» TEXT PROVIDED

Well if the facts in the article are correct and there are no other circumstances that would legitimately warrant a reduced salary. I would say Ms Wong
Take them for everything you can
Intel has been accused of discrimination after a former employee says she was severely underpaid based on her race and gender. Late last month, Cristina Wong filed suit against the chip giant in the Northern California US District Court alleging violations of the Federal Equal Pay Act, California Fair Employment and Housing …
or perhaps not tell the whole story
That they should underpay someone for either good or bad reasons - entirely plausible. As in, for example, a "nudge" to seek employment elsewhere.
Happened to her, it seems. I expect it could very well happen to a white male, too.
I expect Intel have some of those seemingly-mandatory forms on which employees declare their race and sex. That could help produce some statistics as to whether there really is pay gap based on race or sex amongst colleagues in the same job and level.
> Well if the facts in the article are correct and there are no other circumstances that would legitimately warrant a reduced salary. I would say Ms Wong
Nowhere in the article did it state that she ever asked (or demanded) a payrise, apart from the single one that she asked about and was let go over.

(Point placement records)
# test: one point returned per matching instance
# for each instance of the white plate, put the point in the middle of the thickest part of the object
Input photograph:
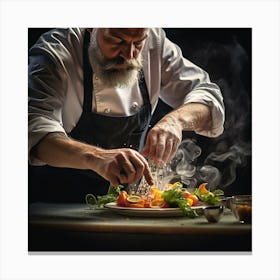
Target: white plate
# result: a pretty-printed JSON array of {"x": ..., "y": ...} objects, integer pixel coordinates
[{"x": 146, "y": 212}]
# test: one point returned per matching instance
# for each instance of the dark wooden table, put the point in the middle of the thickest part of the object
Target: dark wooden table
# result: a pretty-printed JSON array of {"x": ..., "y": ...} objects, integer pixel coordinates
[{"x": 74, "y": 227}]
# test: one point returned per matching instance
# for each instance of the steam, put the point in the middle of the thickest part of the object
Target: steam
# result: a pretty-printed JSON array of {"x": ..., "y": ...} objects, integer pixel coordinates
[{"x": 217, "y": 161}]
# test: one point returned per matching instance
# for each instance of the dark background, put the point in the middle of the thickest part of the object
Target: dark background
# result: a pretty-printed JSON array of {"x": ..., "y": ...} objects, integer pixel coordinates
[{"x": 225, "y": 53}]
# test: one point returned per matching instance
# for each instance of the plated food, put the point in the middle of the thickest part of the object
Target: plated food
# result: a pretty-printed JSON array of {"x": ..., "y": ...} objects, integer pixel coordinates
[{"x": 175, "y": 196}]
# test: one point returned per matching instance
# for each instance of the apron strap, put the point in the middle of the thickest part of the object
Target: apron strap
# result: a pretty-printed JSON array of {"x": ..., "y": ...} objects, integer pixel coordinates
[{"x": 88, "y": 73}]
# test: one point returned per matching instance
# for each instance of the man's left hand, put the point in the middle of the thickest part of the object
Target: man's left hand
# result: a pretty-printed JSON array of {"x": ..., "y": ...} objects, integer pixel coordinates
[{"x": 163, "y": 141}]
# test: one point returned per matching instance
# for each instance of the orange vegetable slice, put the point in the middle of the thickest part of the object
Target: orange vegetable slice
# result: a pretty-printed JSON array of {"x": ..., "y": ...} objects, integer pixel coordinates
[{"x": 202, "y": 188}]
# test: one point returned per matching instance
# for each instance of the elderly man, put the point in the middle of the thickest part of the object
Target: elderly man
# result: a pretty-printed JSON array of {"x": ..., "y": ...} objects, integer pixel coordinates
[{"x": 92, "y": 93}]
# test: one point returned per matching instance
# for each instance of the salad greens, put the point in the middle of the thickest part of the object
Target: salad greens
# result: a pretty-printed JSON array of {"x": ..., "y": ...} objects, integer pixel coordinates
[
  {"x": 174, "y": 197},
  {"x": 210, "y": 198}
]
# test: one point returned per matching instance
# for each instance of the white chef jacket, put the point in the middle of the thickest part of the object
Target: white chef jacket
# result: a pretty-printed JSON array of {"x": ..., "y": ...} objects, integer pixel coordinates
[{"x": 56, "y": 89}]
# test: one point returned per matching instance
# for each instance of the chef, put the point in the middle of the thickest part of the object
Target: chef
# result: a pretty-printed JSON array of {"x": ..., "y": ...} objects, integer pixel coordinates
[{"x": 92, "y": 93}]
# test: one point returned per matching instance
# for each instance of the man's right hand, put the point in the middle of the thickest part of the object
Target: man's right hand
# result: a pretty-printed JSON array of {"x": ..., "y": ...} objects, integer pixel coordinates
[{"x": 119, "y": 166}]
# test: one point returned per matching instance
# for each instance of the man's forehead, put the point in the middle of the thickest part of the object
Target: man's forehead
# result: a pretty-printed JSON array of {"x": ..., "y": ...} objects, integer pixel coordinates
[{"x": 131, "y": 32}]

» WRITTEN TASK
Can you transcribe the whole comment thread about the Intel pay discrimination lawsuit word for word? The entries above are separate material.

» RESULT FOR THIS EXERCISE
Well if the facts in the article are correct and there are no other circumstances that would legitimately warrant a reduced salary. I would say Ms Wong
Take them for everything you can
Intel has been accused of discrimination after a former employee says she was severely underpaid based on her race and gender. Late last month, Cristina Wong filed suit against the chip giant in the Northern California US District Court alleging violations of the Federal Equal Pay Act, California Fair Employment and Housing …
or perhaps not tell the whole story
That they should underpay someone for either good or bad reasons - entirely plausible. As in, for example, a "nudge" to seek employment elsewhere.
Happened to her, it seems. I expect it could very well happen to a white male, too.
I expect Intel have some of those seemingly-mandatory forms on which employees declare their race and sex. That could help produce some statistics as to whether there really is pay gap based on race or sex amongst colleagues in the same job and level.
> Well if the facts in the article are correct and there are no other circumstances that would legitimately warrant a reduced salary. I would say Ms Wong
Nowhere in the article did it state that she ever asked (or demanded) a payrise, apart from the single one that she asked about and was let go over.